## GOAL 1
Duplicate the crappie fishing text word for word, everything from "Looking for Crappie: Where" down to "for similar reasons.".
## GOAL 2
Using the crappie fishing text, answer these:
(a) What is the average weight and length of a crappie?
(b) What do mature crappie mainly feed on?
(c) Outside spawning season, how deep is the water crappie generally favor?
## GOAL 3
Write the next part of the crappie fishing text, starting after its final sentence.

## PAGE TEXT
/---
Crappie can grow up to 20″ long and weigh 5 pounds, but the average size is around 1/4 – 1/2 pound and 8 to 12 inches long. Crappie over 1 pound are considered a prized catch.
Mature crappie feed primarily on aquatic insects, baitfish, worms, and small crayfish.
Looking for Crappie: Where can you find them?
One of the most critical steps in catching crappie is finding them. Crappie move around throughout the year as the spawning season comes and goes and as water temperatures fluctuate. They also have some key habitat requirements that remain constant.
Crappie Tend to Love Structures: Underwater structures like weed beds, rock piles, fallen sunken trees, and dock pilings are places where crappie spend most of their time. They either hovering above, around, or under their favorite areas. For crappie, structure provides safety from predatory birds and larger fish like northern pike. It also offers a reliable source of food such as smaller bait fish that seek out structure for similar reasons.
Crappie also like Deeper Waters: Unless it’s spawning season, crappie favor deeper water, generally 10 to 15 feet deep. Deep water maintains a more consistent temperature than shallow water, which in turn means more stable living conditions.
\---
## ENTRIES SHOWN
/---
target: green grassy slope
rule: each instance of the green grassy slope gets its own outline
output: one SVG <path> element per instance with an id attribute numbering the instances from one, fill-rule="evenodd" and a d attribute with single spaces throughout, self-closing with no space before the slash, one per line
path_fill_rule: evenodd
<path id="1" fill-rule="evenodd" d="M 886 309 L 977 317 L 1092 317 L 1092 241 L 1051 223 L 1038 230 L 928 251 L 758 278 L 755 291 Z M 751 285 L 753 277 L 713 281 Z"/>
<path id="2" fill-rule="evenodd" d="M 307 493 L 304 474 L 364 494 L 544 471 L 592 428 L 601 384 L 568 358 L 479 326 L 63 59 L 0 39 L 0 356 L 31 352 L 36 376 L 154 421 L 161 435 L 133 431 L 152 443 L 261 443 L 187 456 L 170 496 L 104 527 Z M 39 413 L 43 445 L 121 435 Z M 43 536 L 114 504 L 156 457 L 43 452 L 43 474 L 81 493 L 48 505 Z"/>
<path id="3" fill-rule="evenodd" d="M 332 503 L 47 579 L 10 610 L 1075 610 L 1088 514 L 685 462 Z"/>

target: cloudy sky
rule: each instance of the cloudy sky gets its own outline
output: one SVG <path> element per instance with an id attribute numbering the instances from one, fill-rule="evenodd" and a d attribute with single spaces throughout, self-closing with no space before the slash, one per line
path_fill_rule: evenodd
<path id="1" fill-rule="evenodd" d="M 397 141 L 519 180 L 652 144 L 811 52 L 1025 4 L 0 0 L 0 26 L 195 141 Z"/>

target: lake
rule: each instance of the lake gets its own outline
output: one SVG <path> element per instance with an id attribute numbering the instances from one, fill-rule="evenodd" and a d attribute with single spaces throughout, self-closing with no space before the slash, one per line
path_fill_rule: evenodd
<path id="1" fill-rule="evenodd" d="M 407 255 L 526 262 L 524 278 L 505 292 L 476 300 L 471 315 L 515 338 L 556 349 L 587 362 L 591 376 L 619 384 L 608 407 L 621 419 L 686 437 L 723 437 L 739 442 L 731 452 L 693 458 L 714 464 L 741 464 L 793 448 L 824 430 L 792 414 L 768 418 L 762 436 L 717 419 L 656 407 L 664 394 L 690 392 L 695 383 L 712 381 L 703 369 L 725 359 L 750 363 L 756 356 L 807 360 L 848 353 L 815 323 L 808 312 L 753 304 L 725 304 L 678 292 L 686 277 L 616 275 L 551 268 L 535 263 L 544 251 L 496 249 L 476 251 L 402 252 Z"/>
\---
## WRITTEN RESPONSE 1
Looking for Crappie: Where can you find them?
One of the most critical steps in catching crappie is finding them. Crappie move around throughout the year as the spawning season comes and goes and as water temperatures fluctuate. They also have some key habitat requirements that remain constant.
Crappie Tend to Love Structures: Underwater structures like weed beds, rock piles, fallen sunken trees, and dock pilings are places where crappie spend most of their time. They either hovering above, around, or under their favorite areas. For crappie, structure provides safety from predatory birds and larger fish like northern pike. It also offers a reliable source of food such as smaller bait fish that seek out structure for similar reasons.

## WRITTEN RESPONSE 2
(a) Around 1/4 to 1/2 pound and 8 to 12 inches long.
(b) Aquatic insects, baitfish, worms, and small crayfish.
(c) Generally 10 to 15 feet deep.

## WRITTEN RESPONSE 3
While crappie prefer deeper water, they don’t go straight to the bottom, which can make locating a school of fish somewhat challenging. Rather, they hang suspended at various depths in the water column. Fishing tactics and strategy come into play here, and most anglers use electronic fish finders to make finding schools of crappie easier.
The Different Types of Rod Choices for Catching Crappie:
You don’t need fancy or expensive gear to catch crappie. Since crappie aren’t the largest or toughest fighting fish you’ll encounter, just about any fishing rod setup will work. You’ll want to avoid fly fishing rods and stick to Carbon Fiber or bamboo, and usually keep the weight on the lighter side. Here’s an overview of the rods best suited for crappie fishing.
Telescopic Crappie Poles: If you like the idea of the classic cane pole, but want the advantage of modern materials, a graphite or fiberglass telescopic crappie pole may be just what you need.
For many crappie fishing techniques, very long rods are required to fish effectively. The idea is that the further you get your bait or lure away from the boat, the better your chances are of hooking a fish before scaring the entire school away. Modern crappie poles come in lengths from 8 feet all the way up to 20 feet. Telescopic crappie poles, like the B’n’M Black Widow, collapse to a relatively small size, making them easy to transport and store when not in use.
Telescopic crappie poles are a good option if you plan on doing a lot of bank fishing, especially in heavy brush. They can also be used effectively from a boat for spider rigging, which we’ll cover later. One of the main advantages of a long crappie pole is that they often have a very sensitive tip that helps you detect the most subtle crappie bites.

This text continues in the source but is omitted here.